*Document excerpt:*
For example, at least one report written jointly by researchers at KFF and the Epic Research Network, said Blacks and Hispanics suffered more infections and deaths during the height of the COVID 19 pandemic because they were at greater risk of exposure to the virus “due to their work, living, and transportation situations. They are more likely to be working in low-income jobs that cannot be done from home, to be living in larger households in densely populated areas, and to utilize public or shared modes of transportation.”
Likewise, economic and social circumstances such as poverty and food deserts often lead to illnesses like heart disease, diabetes and cancer.
“And even when there are solutions such as the Affordable Care Act (ACA), which assured that approximately 20-35 million adults, who previously had been uninsured, received coverage by Medicaid, there would still be cracks in the system,” says, Dr. Randall Morgan, an orthopedic surgeon who is president/CEO of the Cobb Health Institute, the research arm of the National Medical Association.
“So, it’s a tough problem. Oh, it’s huge. It’s horrible. In some cases it’s inhumane,” Morgan said. “But, people have to accept what’s available for them. And so much of that depends on where you live and what your income is and what your level of education is – the social determinates of health.”
Despite the glaring disparities, advocates on the front lines have often run into brick walls when trying to call attention to them and trying to raise funds to end them.
For example, Bill Thomas Jr., an advocate for proton therapy treatment at the Hampton University Proton Therapy Cancer Institute, has been leading a near-futile battle for more money to end cancer disparities as the HBCU’s associate vice president for governmental relations.
“We are just trying to figure out how to communicate this particular matter to the General Assembly so they support it financially to save lives,” Thomas told WAVY Radio in Virginia during a rally. “We are not building roads, we are not building casinos,” Thomas said. “We are trying to ease human suffering and save lives.”
In an interview, Thomas pointed to observations made by former Virginia Gov. L. Douglas Wilder, concerning the Commonwealth’s underfunding of HBCUs – both public and private. In a recent op-editorial, Wilder quoted a Goldman Sachs report in the Richmond Times-Dispatch titled, “Historically Black, Historically Underfunded.”

*Recorded data:*
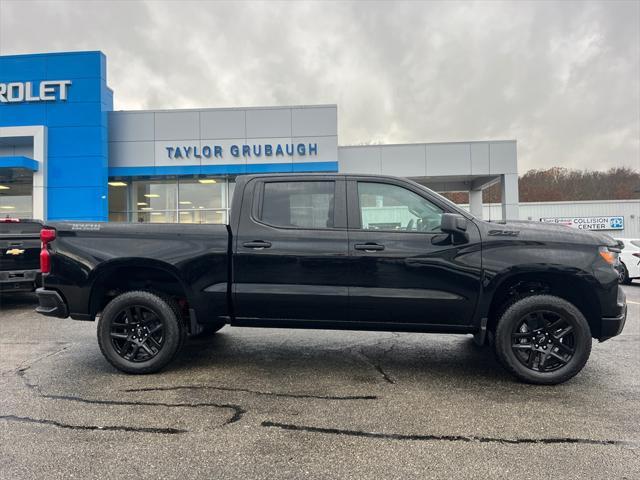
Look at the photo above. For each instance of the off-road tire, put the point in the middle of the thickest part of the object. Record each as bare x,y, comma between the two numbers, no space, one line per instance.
515,312
167,312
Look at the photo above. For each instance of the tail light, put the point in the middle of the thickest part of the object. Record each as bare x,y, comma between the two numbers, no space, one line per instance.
47,235
609,256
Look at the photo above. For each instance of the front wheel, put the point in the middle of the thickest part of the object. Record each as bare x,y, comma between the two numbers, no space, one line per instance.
140,332
543,340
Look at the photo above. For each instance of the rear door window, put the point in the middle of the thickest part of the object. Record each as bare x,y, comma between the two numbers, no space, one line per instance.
308,205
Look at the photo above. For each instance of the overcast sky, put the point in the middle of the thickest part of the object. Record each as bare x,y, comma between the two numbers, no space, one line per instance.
561,78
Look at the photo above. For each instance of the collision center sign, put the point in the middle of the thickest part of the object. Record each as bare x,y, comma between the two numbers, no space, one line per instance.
588,223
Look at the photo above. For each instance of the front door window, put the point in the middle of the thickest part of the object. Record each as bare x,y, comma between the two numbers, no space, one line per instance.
392,208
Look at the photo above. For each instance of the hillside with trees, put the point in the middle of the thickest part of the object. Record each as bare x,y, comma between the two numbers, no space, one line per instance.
559,184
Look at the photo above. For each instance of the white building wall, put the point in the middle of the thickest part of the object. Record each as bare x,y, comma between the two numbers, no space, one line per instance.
629,209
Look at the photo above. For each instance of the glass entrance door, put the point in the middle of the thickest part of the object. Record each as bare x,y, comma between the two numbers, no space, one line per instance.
16,193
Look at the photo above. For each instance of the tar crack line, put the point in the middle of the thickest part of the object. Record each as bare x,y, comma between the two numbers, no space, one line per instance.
446,438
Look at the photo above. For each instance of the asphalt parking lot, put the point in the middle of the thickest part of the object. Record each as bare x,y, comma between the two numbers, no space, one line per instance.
265,403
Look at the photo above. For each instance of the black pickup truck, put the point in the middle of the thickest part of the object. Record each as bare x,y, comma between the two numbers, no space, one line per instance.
19,253
338,252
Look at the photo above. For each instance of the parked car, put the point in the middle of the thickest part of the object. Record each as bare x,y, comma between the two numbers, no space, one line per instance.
19,255
629,260
338,252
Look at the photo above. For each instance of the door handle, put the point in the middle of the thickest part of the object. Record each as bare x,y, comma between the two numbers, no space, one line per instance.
257,244
369,247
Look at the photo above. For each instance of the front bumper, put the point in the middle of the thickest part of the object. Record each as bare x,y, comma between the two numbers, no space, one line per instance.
612,326
51,304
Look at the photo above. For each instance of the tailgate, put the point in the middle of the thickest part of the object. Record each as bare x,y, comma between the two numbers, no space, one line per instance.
19,246
19,252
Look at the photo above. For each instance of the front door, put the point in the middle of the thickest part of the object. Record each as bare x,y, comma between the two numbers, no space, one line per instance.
291,257
403,269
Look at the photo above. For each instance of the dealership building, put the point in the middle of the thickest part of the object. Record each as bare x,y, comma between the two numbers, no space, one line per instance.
66,155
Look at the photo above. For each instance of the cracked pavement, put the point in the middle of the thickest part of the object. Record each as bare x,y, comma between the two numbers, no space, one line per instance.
267,403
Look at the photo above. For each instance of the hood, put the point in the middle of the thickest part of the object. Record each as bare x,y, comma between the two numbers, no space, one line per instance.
541,231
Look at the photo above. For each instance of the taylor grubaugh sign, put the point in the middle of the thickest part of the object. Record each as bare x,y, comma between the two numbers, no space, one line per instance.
588,223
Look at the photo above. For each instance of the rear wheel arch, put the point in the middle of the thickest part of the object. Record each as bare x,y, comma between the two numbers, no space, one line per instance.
114,279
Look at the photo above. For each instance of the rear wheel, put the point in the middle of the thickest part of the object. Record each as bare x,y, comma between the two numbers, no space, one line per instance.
140,332
543,339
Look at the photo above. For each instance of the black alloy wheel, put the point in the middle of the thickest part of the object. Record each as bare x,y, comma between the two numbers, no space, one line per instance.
543,341
137,333
141,332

*Using the information:*
(a) In the excerpt on health disparities, the Cobb Health Institute is the research arm of which organization?
(b) Write the next part of the excerpt on health disparities, picking up after its final sentence.

*Task responses:*
(a) The National Medical Association.

(b)
Wilder’s op-ed stated that “public HBCUs have 54% less in assets per student” than public predominately White universities while “private HBCUs have 79% less than private” predominately White universities.
Like Wilder, Thomas asks the question, “‘why the legislature and the current administration cannot redress the wrongs of legal discrimination?’”
Support to undergird the programs of HBCUs could indeed be one of the key answers to the problem of health disparities, Lawson says. With an increase in Black doctors, more hospitals in Black neighborhoods and more medical programs at HBCUs, health disparities could begin to close, she said.
An NMA program called Project Impact 2.0 has two goals, Lawson says – first, to increase the number of African-American researchers and to increase the numbers of Blacks included in research studies.
But, just like with the civil rights successes, Lawson adds, the battle will take people of all races and walks of life working together.
“We at NMA hope to become a unifying voice. I think one of my strengths is building alliances with others. I think by building alliances, you create louder voices. And I want to call people to task so that it’s not just words and great manuscript. I want to see impact at my community level. I think NMA lends to that. We have over 130 state and local societies; we’re divided into six geographic regions and we have 26 different medical specialties that are represented within the organization,” Lawson says, “We have the infrastructure to do this – to not only bring a voice to the national level in the way of policy and advocacy, but again, make a community level impact. It just has to happen.”